• _What needs to be done_
Set every line of the data down again exactly, and keep the pictures out.
◇ ◇ ◇ ◇
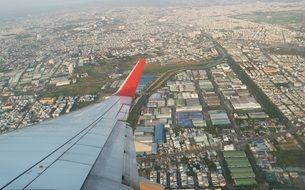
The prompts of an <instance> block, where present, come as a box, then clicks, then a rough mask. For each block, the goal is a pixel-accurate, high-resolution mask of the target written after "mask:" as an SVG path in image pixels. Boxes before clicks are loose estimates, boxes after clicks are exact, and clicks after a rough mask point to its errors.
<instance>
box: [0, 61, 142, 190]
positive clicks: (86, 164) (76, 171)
mask: <svg viewBox="0 0 305 190" xmlns="http://www.w3.org/2000/svg"><path fill="white" fill-rule="evenodd" d="M144 64H145V60H144V59H140V60H139V61H138V63H137V64H136V66H135V67H134V69H133V70H132V71H131V73H130V74H129V75H128V77H127V78H126V80H125V81H124V83H123V85H122V86H121V87H120V89H119V90H118V91H117V93H115V94H114V95H113V96H110V97H109V98H108V99H107V100H106V101H103V102H101V103H98V104H95V105H92V106H89V107H87V108H84V109H81V110H79V111H76V112H72V113H70V114H66V115H63V116H61V117H59V118H56V119H52V120H47V121H45V122H42V123H39V124H36V125H33V126H30V127H27V128H22V129H18V130H16V131H13V132H10V133H6V134H2V135H0V189H64V190H70V189H71V190H74V189H107V190H109V189H115V190H118V189H123V190H124V189H139V183H138V172H137V163H136V157H135V150H134V142H133V133H132V129H131V127H130V126H129V125H128V123H126V119H127V116H128V112H129V108H130V106H131V102H132V98H133V96H134V94H135V90H136V88H137V85H138V82H139V80H140V77H141V73H142V70H143V67H144Z"/></svg>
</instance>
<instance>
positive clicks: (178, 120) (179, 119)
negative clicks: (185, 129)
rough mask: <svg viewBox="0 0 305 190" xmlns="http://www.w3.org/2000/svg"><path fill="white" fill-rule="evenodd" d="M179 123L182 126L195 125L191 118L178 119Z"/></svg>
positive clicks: (190, 125) (187, 126) (178, 122)
mask: <svg viewBox="0 0 305 190" xmlns="http://www.w3.org/2000/svg"><path fill="white" fill-rule="evenodd" d="M177 124H178V126H180V127H193V122H192V120H191V119H178V123H177Z"/></svg>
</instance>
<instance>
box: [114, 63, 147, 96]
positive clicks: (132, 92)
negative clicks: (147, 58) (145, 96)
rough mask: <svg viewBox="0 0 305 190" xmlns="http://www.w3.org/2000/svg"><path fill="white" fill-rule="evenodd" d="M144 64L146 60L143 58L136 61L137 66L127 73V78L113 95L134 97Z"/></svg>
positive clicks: (139, 80) (142, 69) (125, 79)
mask: <svg viewBox="0 0 305 190" xmlns="http://www.w3.org/2000/svg"><path fill="white" fill-rule="evenodd" d="M145 63H146V60H145V59H144V58H140V59H139V60H138V62H137V64H136V65H135V67H134V68H133V69H132V71H131V72H130V73H129V75H128V77H127V78H126V79H125V81H124V82H123V84H122V85H121V87H120V88H119V90H118V91H117V92H116V93H115V95H117V96H128V97H134V95H135V92H136V90H137V87H138V83H139V81H140V78H141V75H142V71H143V68H144V65H145Z"/></svg>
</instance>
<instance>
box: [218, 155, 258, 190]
mask: <svg viewBox="0 0 305 190" xmlns="http://www.w3.org/2000/svg"><path fill="white" fill-rule="evenodd" d="M223 155H224V158H225V161H226V163H227V165H228V168H229V171H230V175H231V177H232V179H233V180H234V183H235V185H236V186H245V185H253V184H256V181H255V174H254V172H253V170H252V167H251V164H250V162H249V160H248V158H247V156H246V153H245V152H244V151H224V152H223Z"/></svg>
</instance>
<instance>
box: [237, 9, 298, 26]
mask: <svg viewBox="0 0 305 190" xmlns="http://www.w3.org/2000/svg"><path fill="white" fill-rule="evenodd" d="M233 18H236V19H242V20H248V21H251V22H257V23H268V24H279V25H290V24H301V23H303V22H304V12H301V11H280V12H255V13H252V14H241V15H235V16H233Z"/></svg>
◇ ◇ ◇ ◇
• _Worked solution_
The prompts of an <instance> block, where present, come as a box, then clicks, then a rough mask. For each block, the goal is a pixel-accurate, high-resolution mask of the target written after "mask:" as an SVG path in image pixels. Boxes before clicks are loose estimates, boxes after clicks are exact, and clicks after a rough mask point to its errors.
<instance>
box: [0, 61, 142, 190]
positive clicks: (86, 164) (76, 171)
mask: <svg viewBox="0 0 305 190" xmlns="http://www.w3.org/2000/svg"><path fill="white" fill-rule="evenodd" d="M144 64H145V60H144V59H140V60H139V61H138V63H137V64H136V66H135V67H134V69H133V70H132V71H131V73H130V74H129V75H128V77H127V78H126V80H125V81H124V83H123V85H122V86H121V87H120V89H119V90H118V91H117V93H115V94H114V95H113V96H110V97H109V98H108V99H107V100H106V101H103V102H101V103H98V104H95V105H92V106H89V107H87V108H84V109H81V110H79V111H76V112H72V113H70V114H66V115H63V116H61V117H59V118H56V119H52V120H47V121H45V122H42V123H39V124H36V125H33V126H30V127H27V128H22V129H18V130H16V131H13V132H10V133H6V134H2V135H0V189H64V190H70V189H71V190H74V189H107V190H109V189H115V190H118V189H123V190H124V189H139V183H138V172H137V163H136V157H135V150H134V142H133V133H132V129H131V127H130V126H129V125H128V123H126V119H127V116H128V112H129V108H130V106H131V102H132V98H133V96H134V94H135V90H136V88H137V85H138V82H139V80H140V77H141V73H142V70H143V67H144Z"/></svg>
</instance>
<instance>
positive clicks: (178, 120) (179, 119)
negative clicks: (185, 129)
rough mask: <svg viewBox="0 0 305 190" xmlns="http://www.w3.org/2000/svg"><path fill="white" fill-rule="evenodd" d="M179 123L182 126L195 125L191 118L178 119Z"/></svg>
positive clicks: (190, 125) (187, 126) (178, 122)
mask: <svg viewBox="0 0 305 190" xmlns="http://www.w3.org/2000/svg"><path fill="white" fill-rule="evenodd" d="M177 124H178V126H180V127H193V122H192V120H191V119H178V123H177Z"/></svg>
</instance>
<instance>
box: [114, 63, 147, 96]
positive clicks: (132, 92)
negative clicks: (147, 58) (145, 96)
rough mask: <svg viewBox="0 0 305 190" xmlns="http://www.w3.org/2000/svg"><path fill="white" fill-rule="evenodd" d="M144 64L146 60L143 58L136 61L137 66L127 73V78L113 95L134 97Z"/></svg>
positive clicks: (139, 80) (142, 69) (125, 79)
mask: <svg viewBox="0 0 305 190" xmlns="http://www.w3.org/2000/svg"><path fill="white" fill-rule="evenodd" d="M145 63H146V60H145V59H144V58H140V59H139V60H138V62H137V64H136V65H135V67H134V68H133V69H132V71H131V72H130V73H129V75H128V77H127V78H126V79H125V81H124V82H123V84H122V85H121V87H120V88H119V90H118V91H117V92H116V93H115V95H117V96H128V97H134V95H135V92H136V90H137V87H138V83H139V81H140V78H141V75H142V71H143V68H144V65H145Z"/></svg>
</instance>
<instance>
box: [218, 155, 258, 190]
mask: <svg viewBox="0 0 305 190" xmlns="http://www.w3.org/2000/svg"><path fill="white" fill-rule="evenodd" d="M223 155H224V158H225V161H226V163H227V165H228V168H229V171H230V175H231V177H232V179H233V180H234V183H235V185H236V186H245V185H253V184H256V181H255V174H254V172H253V170H252V167H251V164H250V162H249V160H248V158H247V156H246V153H245V152H244V151H224V152H223Z"/></svg>
</instance>
<instance>
box: [237, 9, 298, 26]
mask: <svg viewBox="0 0 305 190" xmlns="http://www.w3.org/2000/svg"><path fill="white" fill-rule="evenodd" d="M233 18H236V19H242V20H248V21H251V22H257V23H268V24H279V25H290V24H301V23H303V22H304V12H301V11H280V12H255V13H252V14H241V15H235V16H233Z"/></svg>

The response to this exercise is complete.